--- SELECTED PASSAGE ---
Open Letter Calls on Prime Minister to Fulfill Commitments to Transparency
In an open letter today, 13 major organizations from across Canada call on Prime Minister Justin Trudeau to fulfill the commitments to transparency that he has been declaring repeatedly since 2014.
The letter points out that “the COVID-19 pandemic has repeatedly exposed the fracture lines of your government, not least of which has been an accelerating loss of transparency.”
The letter urges that “any effort to ‘build back better’ must begin now with a transparency repair program that will restore to Canadians their fundamental right to know.”
Specifically, the Prime Minister is called upon to:
- End the bureaucratic stall over access-to-information reform by initiating substantive engagement with Indigenous Nations and their representative organizations, and accepting public input now and releasing a report this fall;
- Make ministers’ offices subject to requests under the Access to Information Act, as you promised in 2015, and remove blanket protection for cabinet documents;
- Reverse the growing number of public institutions exempt from transparency laws by bringing them back to public accountability;
- Greatly expand the list of documents that must be routinely made public, with legislation that includes sanctions for failure to do so, including health and safety records that provide Canadians the information they need to protect themselves;
- Impose a duty to document in order to thwart secretive oral government;
- End the culture of delay in access-to-information by imposing penalties on institutions that fail to meet legislated deadlines, and by providing adequate resources to serve requestors;
- Ensure that digitized, searchable records such as databases are made available in their original formats to Canadians who request them under the Access to Information Act, rather than converted to analogue, non-searchable formats prior to release
The letter points out that the Federal government has publicly declined to fix Canada’s whistleblower law. Further it notes that all basic information about Canada’s response to COVID-19, including vaccine contracts, remains buried and inaccessible. It adds that Indigenous Nations face numerous barriers in obtaining the very data they require to substantiate historical grievances, defend their title and rights, and to protect their members.

--- EXTRACTED DATA ---
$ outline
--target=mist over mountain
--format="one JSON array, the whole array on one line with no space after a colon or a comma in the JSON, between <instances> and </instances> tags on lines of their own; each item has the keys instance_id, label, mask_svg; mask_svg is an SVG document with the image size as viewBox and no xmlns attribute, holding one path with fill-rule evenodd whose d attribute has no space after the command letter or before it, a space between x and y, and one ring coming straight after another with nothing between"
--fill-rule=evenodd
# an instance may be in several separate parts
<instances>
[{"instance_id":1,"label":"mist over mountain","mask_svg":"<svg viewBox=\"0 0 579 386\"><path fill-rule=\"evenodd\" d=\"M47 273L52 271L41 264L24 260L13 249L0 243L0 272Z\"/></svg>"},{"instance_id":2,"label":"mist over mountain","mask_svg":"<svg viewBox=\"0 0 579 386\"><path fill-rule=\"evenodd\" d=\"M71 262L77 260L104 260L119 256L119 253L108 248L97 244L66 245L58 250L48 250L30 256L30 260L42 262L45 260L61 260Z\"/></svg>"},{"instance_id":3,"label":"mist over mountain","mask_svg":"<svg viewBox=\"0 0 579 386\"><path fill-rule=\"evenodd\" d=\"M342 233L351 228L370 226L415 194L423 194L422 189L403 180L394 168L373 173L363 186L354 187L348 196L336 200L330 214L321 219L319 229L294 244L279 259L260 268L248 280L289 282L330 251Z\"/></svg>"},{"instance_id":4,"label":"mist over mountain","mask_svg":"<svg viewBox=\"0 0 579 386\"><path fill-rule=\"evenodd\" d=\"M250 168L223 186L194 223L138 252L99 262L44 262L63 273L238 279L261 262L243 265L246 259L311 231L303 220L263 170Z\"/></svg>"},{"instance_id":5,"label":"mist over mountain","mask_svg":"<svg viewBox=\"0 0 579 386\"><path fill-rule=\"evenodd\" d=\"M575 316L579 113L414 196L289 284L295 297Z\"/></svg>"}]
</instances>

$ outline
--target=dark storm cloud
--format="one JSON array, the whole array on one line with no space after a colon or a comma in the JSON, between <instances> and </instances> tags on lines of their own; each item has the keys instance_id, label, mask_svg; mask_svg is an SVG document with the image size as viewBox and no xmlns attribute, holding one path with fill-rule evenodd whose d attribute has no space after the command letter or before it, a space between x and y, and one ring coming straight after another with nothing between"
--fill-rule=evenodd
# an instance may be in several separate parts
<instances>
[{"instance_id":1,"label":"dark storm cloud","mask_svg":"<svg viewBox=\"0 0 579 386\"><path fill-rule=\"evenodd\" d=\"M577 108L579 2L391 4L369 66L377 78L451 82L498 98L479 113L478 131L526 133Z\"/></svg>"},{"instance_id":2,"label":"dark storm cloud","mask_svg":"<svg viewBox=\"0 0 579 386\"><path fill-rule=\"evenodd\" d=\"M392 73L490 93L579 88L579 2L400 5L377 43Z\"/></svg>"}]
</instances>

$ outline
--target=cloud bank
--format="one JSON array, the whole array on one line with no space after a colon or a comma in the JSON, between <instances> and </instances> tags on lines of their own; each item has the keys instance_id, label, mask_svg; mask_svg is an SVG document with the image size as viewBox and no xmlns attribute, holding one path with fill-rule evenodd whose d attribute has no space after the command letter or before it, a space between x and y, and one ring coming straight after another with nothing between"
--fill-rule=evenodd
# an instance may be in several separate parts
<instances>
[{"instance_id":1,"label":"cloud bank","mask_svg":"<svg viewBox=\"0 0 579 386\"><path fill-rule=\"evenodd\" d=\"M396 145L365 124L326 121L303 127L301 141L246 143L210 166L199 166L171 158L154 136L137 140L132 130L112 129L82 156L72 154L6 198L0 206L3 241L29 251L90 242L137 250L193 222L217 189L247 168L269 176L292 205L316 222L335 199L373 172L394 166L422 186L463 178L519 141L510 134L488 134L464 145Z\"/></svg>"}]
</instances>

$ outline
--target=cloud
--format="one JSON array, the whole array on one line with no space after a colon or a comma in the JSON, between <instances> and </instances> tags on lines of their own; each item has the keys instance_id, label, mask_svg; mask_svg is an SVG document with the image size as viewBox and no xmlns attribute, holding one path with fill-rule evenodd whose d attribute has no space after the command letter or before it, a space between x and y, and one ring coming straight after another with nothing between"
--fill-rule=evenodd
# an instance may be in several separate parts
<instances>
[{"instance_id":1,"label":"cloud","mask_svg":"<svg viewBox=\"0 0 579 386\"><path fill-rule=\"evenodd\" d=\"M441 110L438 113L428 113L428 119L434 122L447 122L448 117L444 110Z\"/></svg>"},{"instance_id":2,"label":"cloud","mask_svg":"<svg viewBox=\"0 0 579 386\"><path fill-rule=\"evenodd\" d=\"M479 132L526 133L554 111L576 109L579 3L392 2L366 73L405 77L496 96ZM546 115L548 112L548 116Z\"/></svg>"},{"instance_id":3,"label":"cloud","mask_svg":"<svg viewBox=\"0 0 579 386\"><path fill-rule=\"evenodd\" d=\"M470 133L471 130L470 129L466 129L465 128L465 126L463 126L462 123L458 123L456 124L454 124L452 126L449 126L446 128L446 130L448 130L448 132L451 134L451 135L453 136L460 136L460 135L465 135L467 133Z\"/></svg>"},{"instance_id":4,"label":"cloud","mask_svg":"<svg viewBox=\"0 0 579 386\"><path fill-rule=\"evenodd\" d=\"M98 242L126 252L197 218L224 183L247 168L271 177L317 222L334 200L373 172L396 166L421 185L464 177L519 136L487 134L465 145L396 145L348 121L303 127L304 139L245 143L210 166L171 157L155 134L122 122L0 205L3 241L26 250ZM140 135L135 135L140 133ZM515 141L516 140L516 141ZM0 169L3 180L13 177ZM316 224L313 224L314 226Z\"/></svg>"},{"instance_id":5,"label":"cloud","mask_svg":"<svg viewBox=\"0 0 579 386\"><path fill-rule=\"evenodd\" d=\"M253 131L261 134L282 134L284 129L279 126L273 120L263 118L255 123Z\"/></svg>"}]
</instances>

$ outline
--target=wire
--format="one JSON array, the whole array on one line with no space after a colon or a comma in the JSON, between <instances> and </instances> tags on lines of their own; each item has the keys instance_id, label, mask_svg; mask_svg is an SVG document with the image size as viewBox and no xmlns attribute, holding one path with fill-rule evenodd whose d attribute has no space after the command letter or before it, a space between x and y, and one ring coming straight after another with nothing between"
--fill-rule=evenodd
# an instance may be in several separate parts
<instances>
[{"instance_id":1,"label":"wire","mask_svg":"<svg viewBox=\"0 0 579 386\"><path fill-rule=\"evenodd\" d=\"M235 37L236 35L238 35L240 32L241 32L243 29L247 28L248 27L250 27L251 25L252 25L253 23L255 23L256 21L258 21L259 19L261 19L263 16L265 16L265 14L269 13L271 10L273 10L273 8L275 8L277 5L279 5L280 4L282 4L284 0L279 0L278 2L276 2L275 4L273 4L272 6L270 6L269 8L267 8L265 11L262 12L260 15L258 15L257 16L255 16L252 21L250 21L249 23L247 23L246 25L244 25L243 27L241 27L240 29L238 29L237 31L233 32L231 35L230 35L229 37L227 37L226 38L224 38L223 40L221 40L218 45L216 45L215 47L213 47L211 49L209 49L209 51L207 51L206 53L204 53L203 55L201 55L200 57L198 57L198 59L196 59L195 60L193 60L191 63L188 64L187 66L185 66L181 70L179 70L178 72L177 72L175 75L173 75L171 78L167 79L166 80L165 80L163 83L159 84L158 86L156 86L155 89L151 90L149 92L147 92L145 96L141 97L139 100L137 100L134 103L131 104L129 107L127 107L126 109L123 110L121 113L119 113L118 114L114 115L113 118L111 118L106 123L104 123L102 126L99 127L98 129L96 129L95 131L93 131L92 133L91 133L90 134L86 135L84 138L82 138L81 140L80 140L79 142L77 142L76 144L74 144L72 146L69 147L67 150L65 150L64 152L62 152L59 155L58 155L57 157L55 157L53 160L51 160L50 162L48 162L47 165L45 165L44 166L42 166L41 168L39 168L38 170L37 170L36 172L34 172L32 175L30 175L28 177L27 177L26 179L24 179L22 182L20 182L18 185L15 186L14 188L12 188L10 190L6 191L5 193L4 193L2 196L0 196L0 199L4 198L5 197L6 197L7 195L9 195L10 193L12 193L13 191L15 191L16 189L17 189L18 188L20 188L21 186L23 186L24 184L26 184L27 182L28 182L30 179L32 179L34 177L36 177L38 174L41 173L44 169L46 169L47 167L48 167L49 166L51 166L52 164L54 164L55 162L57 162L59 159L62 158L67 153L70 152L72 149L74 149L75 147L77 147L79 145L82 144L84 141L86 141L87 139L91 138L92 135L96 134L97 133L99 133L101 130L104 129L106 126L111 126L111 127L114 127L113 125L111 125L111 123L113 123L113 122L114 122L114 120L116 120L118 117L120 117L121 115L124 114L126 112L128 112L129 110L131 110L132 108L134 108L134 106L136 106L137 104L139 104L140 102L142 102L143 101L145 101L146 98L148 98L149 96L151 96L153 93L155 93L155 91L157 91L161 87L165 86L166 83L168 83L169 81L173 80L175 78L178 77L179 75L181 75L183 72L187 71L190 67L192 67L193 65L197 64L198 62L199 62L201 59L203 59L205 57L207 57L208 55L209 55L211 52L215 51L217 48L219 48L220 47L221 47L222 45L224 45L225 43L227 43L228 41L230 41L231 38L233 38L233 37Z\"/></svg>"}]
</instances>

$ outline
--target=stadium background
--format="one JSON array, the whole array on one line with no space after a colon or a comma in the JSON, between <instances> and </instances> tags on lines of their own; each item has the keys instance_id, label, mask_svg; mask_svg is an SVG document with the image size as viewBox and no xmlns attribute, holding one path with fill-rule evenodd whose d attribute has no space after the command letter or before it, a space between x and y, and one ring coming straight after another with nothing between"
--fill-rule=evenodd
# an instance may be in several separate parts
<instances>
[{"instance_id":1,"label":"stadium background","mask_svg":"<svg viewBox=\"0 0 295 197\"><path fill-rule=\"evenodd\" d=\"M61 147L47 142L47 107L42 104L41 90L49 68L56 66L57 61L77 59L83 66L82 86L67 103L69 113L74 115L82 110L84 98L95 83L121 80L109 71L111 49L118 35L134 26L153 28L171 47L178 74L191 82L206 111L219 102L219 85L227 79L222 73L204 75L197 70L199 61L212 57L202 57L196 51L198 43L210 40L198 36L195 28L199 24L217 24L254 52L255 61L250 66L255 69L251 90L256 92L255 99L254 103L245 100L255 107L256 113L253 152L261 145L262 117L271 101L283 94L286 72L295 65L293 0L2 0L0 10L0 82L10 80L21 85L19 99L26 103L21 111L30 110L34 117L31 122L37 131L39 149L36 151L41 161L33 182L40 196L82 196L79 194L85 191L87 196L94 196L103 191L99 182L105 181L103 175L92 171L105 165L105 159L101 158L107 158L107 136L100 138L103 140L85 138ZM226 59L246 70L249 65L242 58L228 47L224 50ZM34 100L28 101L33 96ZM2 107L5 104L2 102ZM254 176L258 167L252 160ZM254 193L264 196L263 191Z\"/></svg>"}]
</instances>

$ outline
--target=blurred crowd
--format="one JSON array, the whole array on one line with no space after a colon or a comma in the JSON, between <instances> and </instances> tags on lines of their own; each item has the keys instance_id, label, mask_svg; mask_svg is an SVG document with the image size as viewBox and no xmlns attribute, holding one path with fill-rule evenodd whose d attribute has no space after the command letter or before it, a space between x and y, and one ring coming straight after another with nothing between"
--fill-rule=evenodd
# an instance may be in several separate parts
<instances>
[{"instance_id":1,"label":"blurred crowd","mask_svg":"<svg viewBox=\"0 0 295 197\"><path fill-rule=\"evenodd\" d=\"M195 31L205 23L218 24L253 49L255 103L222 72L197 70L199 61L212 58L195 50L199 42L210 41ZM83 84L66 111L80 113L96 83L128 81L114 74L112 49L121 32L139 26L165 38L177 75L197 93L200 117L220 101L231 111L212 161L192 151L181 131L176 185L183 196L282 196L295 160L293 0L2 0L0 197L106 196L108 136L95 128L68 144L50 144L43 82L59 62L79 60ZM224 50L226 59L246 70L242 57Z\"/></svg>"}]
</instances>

--- REQUIRED ACTION A ---
Decide whether each statement agrees with the article on the transparency letter, answering yes or no and quoting the deciding words: (i) the letter comes from 13 major organizations across Canada; (ii) the letter reports that the federal government has agreed to fix Canada's whistleblower law; (iii) the letter asks that ministers' offices be made subject to requests under the Access to Information Act.
--- REQUIRED ACTION B ---
Please carry the article on the transparency letter further, starting after its final sentence.

--- RESPONSE BOX A ---
(i) Yes: "13 major organizations from across Canada"
(ii) No: "the Federal government has publicly declined to fix Canada’s whistleblower law"
(iii) Yes: "Make ministers’ offices subject to requests under the Access to Information Act"

--- RESPONSE BOX B ---
Signatories to the letter included BC Civil Liberties Association, BC Freedom of Information and Privacy Association, Canadian Journalists for Free Expression, Centre for Access to Information and Justice, Centre for Free Expression, Centre for Law and Democracy, Environmental Defence, Èquiterre, Greenpeace Canada, News Media Canada, National Claims Research Directors, Ontario Council of Hospital Unions, and World Press Freedom Canada.